▶ [Your objective]: A faithful, complete copy of the records is required.

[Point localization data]
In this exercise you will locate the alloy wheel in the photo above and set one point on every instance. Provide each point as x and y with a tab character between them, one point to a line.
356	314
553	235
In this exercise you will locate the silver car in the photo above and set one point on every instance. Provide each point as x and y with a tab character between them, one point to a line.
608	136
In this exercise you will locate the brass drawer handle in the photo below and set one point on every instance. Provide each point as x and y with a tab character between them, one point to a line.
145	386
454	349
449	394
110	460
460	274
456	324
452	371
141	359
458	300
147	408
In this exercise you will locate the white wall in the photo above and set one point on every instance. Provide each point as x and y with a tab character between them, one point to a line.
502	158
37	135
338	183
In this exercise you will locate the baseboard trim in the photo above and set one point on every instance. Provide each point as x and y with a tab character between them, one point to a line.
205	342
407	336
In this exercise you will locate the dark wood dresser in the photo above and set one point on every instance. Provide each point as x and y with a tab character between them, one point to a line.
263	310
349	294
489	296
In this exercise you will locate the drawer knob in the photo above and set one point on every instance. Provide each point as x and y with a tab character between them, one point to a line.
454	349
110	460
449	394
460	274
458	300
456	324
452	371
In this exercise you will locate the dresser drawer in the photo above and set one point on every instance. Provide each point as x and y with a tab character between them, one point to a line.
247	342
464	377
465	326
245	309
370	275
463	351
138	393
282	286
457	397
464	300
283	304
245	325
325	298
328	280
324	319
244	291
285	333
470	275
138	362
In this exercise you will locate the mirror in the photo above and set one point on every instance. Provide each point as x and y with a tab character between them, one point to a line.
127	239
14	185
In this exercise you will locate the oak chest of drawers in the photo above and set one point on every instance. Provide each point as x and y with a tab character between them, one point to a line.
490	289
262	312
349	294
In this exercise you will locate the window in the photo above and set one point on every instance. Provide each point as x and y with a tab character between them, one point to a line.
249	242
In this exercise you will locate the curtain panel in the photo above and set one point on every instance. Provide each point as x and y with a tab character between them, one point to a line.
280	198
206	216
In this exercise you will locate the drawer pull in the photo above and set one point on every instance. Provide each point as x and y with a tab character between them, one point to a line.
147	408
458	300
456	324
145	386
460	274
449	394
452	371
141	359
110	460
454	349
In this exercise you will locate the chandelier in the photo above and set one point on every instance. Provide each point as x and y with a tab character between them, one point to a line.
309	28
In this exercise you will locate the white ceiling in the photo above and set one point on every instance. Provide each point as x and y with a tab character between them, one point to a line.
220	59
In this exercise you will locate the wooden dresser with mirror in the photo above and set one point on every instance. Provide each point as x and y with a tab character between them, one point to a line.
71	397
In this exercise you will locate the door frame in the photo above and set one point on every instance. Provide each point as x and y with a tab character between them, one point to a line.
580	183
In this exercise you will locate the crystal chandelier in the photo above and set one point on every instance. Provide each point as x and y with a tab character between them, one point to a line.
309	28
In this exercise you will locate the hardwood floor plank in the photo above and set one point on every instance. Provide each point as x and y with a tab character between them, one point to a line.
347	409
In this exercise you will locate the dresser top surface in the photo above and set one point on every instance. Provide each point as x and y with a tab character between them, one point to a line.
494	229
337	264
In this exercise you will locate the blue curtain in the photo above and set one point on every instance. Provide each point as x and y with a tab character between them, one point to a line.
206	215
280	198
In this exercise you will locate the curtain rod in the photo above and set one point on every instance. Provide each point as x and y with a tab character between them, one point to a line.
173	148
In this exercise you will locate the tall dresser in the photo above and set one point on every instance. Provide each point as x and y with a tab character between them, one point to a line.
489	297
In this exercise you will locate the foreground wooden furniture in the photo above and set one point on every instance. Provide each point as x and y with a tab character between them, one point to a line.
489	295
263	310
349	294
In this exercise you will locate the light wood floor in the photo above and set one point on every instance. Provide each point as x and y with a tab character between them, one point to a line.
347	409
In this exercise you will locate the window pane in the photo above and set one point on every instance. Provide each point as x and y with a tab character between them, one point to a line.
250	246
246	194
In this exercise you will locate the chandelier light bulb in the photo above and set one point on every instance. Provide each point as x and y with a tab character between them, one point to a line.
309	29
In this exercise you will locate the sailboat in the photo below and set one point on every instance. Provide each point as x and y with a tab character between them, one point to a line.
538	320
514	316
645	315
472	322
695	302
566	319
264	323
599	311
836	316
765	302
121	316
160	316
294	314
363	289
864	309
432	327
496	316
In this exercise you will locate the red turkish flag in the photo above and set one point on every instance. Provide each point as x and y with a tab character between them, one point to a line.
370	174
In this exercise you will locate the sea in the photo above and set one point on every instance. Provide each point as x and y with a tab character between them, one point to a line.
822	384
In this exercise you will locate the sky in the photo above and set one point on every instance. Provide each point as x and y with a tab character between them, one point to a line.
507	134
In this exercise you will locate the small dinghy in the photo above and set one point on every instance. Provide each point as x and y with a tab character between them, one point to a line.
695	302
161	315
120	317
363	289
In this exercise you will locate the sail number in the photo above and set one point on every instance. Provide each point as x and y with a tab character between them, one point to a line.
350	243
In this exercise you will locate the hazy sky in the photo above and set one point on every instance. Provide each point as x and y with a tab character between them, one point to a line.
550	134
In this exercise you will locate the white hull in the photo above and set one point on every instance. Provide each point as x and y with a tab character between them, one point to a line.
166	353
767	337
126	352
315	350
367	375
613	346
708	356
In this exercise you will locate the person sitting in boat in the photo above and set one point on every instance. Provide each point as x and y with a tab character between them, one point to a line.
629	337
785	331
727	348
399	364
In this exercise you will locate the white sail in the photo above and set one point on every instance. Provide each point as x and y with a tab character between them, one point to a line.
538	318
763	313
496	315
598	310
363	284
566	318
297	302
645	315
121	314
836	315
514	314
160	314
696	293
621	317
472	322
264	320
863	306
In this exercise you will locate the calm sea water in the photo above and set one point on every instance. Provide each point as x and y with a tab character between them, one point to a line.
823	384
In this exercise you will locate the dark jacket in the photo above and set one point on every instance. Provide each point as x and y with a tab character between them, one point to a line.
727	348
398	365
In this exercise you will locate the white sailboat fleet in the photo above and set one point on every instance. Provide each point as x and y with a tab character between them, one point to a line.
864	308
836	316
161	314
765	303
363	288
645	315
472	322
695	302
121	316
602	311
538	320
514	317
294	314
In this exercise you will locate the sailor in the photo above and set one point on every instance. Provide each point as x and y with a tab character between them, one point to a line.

▶ [Response area]:
In this exercise you will locate the alloy wheel in the photo above and set one point on every instance. Provide each point as x and y with a tab character between them, one point to a line.
356	314
553	235
In this exercise you will locate the silver car in the photo above and set one point on every instance. Provide each point as x and y with a tab character between them, one point to a line.
608	136
In this exercise you will locate the brass drawer handle in the photo below and set one point on every instance. Provide each point as x and y with a tab character between them, one point to a line.
145	386
454	349
449	394
110	460
460	274
456	324
452	371
141	359
458	300
147	408
In this exercise you will locate the white wall in the photo above and set one point on every instance. Provide each point as x and y with a tab character between them, one point to a line.
502	158
37	135
338	183
In this exercise you will locate the baseboard trim in the photo above and set one point on every instance. Provide each point as x and y with a tab character between them, one point to a line.
205	342
407	336
In this exercise you will locate the dark wood dresser in the photo above and set one point on every instance. Provide each point as x and y with a tab character between them, one point to a line.
263	310
349	294
489	296
In this exercise you will locate the drawer knob in the photo above and set one point on every instance. Provide each point as x and y with a tab character between them, one point to a line.
454	349
110	460
449	394
460	274
458	300
456	324
452	371
In this exercise you will locate the dresser drawer in the photo above and set one point on every instance. Provide each point as x and y with a tab character between them, one point to a line.
247	342
464	377
465	326
245	309
370	275
463	351
138	393
282	286
457	397
464	300
283	304
245	325
325	298
328	280
324	319
244	291
285	333
470	275
138	362
In this exercise you will locate the mirror in the photo above and set one point on every instance. Provide each point as x and y with a tab character between them, one point to a line.
127	239
14	185
In this exercise you will locate the oak chest of drawers in the photo above and set one point on every instance. Provide each point as x and y with a tab character between them, one point to a line.
490	289
262	312
349	294
In this exercise you will locate the window in the photo above and set one point on every instance. Provide each point as x and y with a tab character between them, one point to a line.
249	242
In this exercise you will locate the curtain panel in the photo above and set one point on every instance. Provide each point as x and y with a tab character between them, one point to a line.
280	198
206	216
In this exercise you will locate the drawer pull in the photo above and set one point on every instance. Provide each point as x and y with a tab character between them, one point to a line.
147	408
458	300
456	324
145	386
460	274
449	394
452	371
141	359
110	460
454	349
In this exercise you will locate the chandelier in the photo above and set one point on every instance. Provide each point as x and y with a tab character between them, one point to a line.
309	28
In this exercise you will locate the white ceiling in the photo above and set one point on every instance. Provide each point as x and y with a tab character between them, one point to a line.
220	59
In this exercise you will locate the wooden dresser with mirror in the photo above and set one point on every instance. Provide each point as x and y with a tab character between them, one point to a line.
71	397
In this exercise you will locate the door frame in the photo above and set one point on every instance. Provide each point as x and y with a tab character between them, one point to a line.
580	183
In this exercise you will locate the crystal chandelier in the photo above and set one point on every instance. Provide each point as x and y with a tab character between them, one point to a line.
309	28
In this exercise you will locate the hardwood floor plank in the photo above and set one point on every instance. Provide each point as x and y with a tab character between them, one point to a line.
347	409
In this exercise you will locate the dresser top surface in the photo above and set one point on every instance. Provide each point as x and y with a tab character between them, one point to a line.
494	229
337	264
In this exercise you will locate the blue curtain in the photo above and set one point on every instance. Provide each point as x and y with a tab character between them, one point to a line.
206	215
280	198
In this exercise you will locate the curtain rod in the photo above and set one point on every instance. Provide each point as x and y with a tab character between them, one point to a line.
173	148
In this exercise you will locate the tall dresser in the photo above and set one point on every instance. Provide each point as x and y with a tab character between them, one point to a line.
489	297
In this exercise you will locate the foreground wooden furniture in the photo above and set one point on every instance. Provide each point as x and y with a tab character between them, one point to a line.
489	295
263	310
349	294
In this exercise you will locate the light wood floor in the photo above and set one point on every instance. Provide each point as x and y with a tab character between them, one point to a line.
347	409
In this exercise you will locate the window pane in the photo above and set one point on every instance. Provide each point as x and y with a tab character between them, one point to a line.
250	246
246	194
In this exercise you will locate the chandelier light bulb in the photo above and set one point on every instance. Provide each point as x and y with a tab character between them, one point to a line.
309	29
In this exercise you will locate the sailboat in the photo below and set one point on every instance. Provide each point as x and y with a tab character between them, one point to a line.
538	320
514	316
645	315
472	322
695	302
566	319
264	323
599	311
836	316
765	302
121	316
160	316
294	314
363	289
864	309
432	327
496	316
In this exercise you will locate the red turkish flag in the photo above and set one point on every instance. Provide each point as x and y with a tab character between them, one point to a line.
370	174
In this exercise you will locate the sea in the photo above and set one point on every instance. Provide each point as x and y with a tab character between them, one point to a line.
822	384
In this exercise you will locate the sky in the photo above and set one point on every instance. Provide each point as x and y with a tab character between them, one point to a line.
507	134
In this exercise you will locate the small dinghy in the photo above and set one point on every instance. Provide each point as x and y with a tab character between them, one point to a line.
695	302
161	315
120	317
363	289
In this exercise you will locate the sail number in the photo above and set one point on every instance. Provide each point as x and y with a tab character between them, one point to a line.
350	243
In this exercise you will locate the hazy sky in the photo above and set one point on every instance. Provide each point as x and y with a tab character between them, one point to a line.
550	134
In this exercise you will locate the white hull in the photo above and set one point on every instance. Provide each point as x and y with a tab character between them, one point to a line.
166	353
767	337
126	352
315	350
367	375
613	346
708	356
In this exercise you will locate the person sitting in boat in the photo above and set one point on every instance. Provide each point as x and y with a tab character between them, one point to a line.
629	337
785	331
727	348
399	364
In this exercise you will locate the white sail in the photo above and set one point on every instance. Provide each point as x and y with a tab character between them, one point to a line.
538	318
763	313
496	315
598	310
363	284
566	318
297	302
645	315
121	314
836	315
514	314
160	314
696	293
621	317
472	322
264	320
863	306
In this exercise you will locate the calm sea water in the photo above and set one point on every instance. Provide each point as x and y with a tab character between them, one point to a line.
823	384
In this exercise you will locate the dark jacket in the photo above and set one point on every instance. Provide each point as x and y with a tab character between them, one point to a line.
727	348
398	365
In this exercise you will locate the white sailboat fleet in the photo above and set one point on every instance. Provide each point as x and y with a tab character between them, one point to a line.
864	308
836	316
161	314
765	303
363	288
645	315
472	322
695	302
121	316
602	311
538	320
514	317
294	314
In this exercise you will locate the sailor in the photo above and set one point on every instance. Provide each point as x and y with a tab character between them, one point to a line.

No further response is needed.